Notebooks
E
Elastic
Elastic Crawler To Open Crawler Migration

Elastic Crawler To Open Crawler Migration

openai-chatgptenterprise-searchlangchain-pythonchatgptgenaielasticsearchelasticopenaiAIchatlogvectordatabasenotebooksPythonsearchgenaistackvectorelasticsearch-labslangchainapplications

Hello, future Open Crawler user!

Open In Colab

This notebook is designed to help you migrate your Elastic Crawler configurations to Open Crawler-friendly YAML!

We recommend running each cell individually in a sequential fashion, as each cell is dependent on previous cells having been run. Furthermore, we recommend that you only run each cell once as re-running cells may result in errors or incorrect YAML files.

Setup

First, let's start by making sure elasticsearch and other required dependencies are installed and imported by running the following cell:

[ ]

We are going to need a few things from your Elasticsearch deployment before we can migrate your configurations:

  • Your Elasticsearch Endpoint URL
  • Your Elasticsearch Endpoint Port number
  • An API key

You can find your Endpoint URL and port number by visiting your Elasticsearch Overview page in Kibana.

You can create a new API key from the Stack Management -> API keys menu in Kibana. Be sure to copy or write down your key in a safe place, as it will be displayed only once upon creation.

[ ]

Hopefully you received our tagline 'You Know, for Search'. If so, we are connected and ready to go!

If not, please double-check your Cloud ID and API key that you provided above.

Step 1: Acquire Basic Configurations

First, we need to establish what Crawlers you have and their basic configuration details. This migration notebook will attempt to pull configurations for every distinct Crawler you have in your Elasticsearch instance.

[ ]

Before continuing, please verify in the output above that the correct number of Crawlers was found.

Now that we have some basic data about your Crawlers, let's use this information to get more configuration values!

Step 2: URLs, Sitemaps, and Crawl Rules

In the next cell, we will need to query Elasticsearch for information about each Crawler's domain URLs, seed URLs, sitemaps, and crawling rules.

[ ]

Step 3: Extracting the Extraction Rules

In the next cell, we will find any extraction rules you set for your Elastic Crawlers.

▶ [RECORDED DATA]:
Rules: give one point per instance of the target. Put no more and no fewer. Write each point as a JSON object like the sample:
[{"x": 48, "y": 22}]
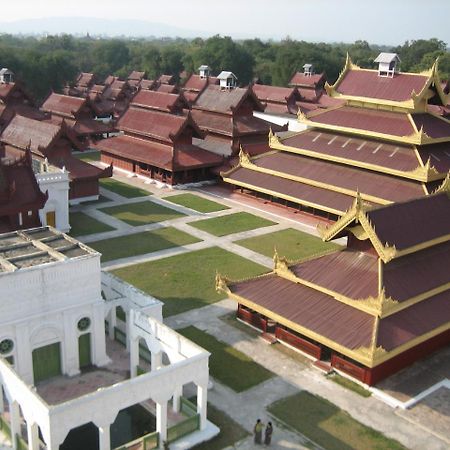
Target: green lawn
[
  {"x": 291, "y": 244},
  {"x": 196, "y": 203},
  {"x": 327, "y": 425},
  {"x": 88, "y": 156},
  {"x": 226, "y": 364},
  {"x": 82, "y": 224},
  {"x": 142, "y": 213},
  {"x": 349, "y": 384},
  {"x": 141, "y": 243},
  {"x": 123, "y": 189},
  {"x": 231, "y": 223},
  {"x": 186, "y": 281},
  {"x": 230, "y": 431}
]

▶ [AIM OF THE TASK]: Continue the notebook text on migrating Elastic Crawler configurations to Open Crawler, starting right after its last sentence.

▶ [ANSWER AREA]:
[ ]

Step 4: Schedules

In the next cell, we will gather any specific time schedules your Crawlers have set. Please note that interval time schedules are not supported by Open Crawler and will be ignored.

[ ]

Step 5: Creating the Open Crawler YAML configuration files

In this final step, we will create the actual YAML files you need to get up and running with Open Crawler!

The next cell performs some final transformations to the in-memory data structure that is keeping track of your configurations.

[ ]

Wait! Before we continue onto creating our YAML files, we're going to need your input on a few things.

In the next cell, please enter the following details about the Elasticsearch instance you will be using with Open Crawler. This instance can be Elastic Cloud Hosted, Serverless, or a local instance.

  • The Elasticsearch endpoint URL
  • The port number of your Elasticsearch endpoint (Optional, will default to 443 if left blank)
  • An API key
[ ]

This is the final step! You have two options here:

  • The "Write to YAML" cell will create n number of YAML files, one for each Crawler you have.
  • The "Print to output" cell will print each Crawler's configuration YAML in the Notebook, so you can copy-paste them into your Open Crawler YAML files manually.

Feel free to run both! You can run Option 2 first to see the output before running Option 1 to save the configs into YAML files.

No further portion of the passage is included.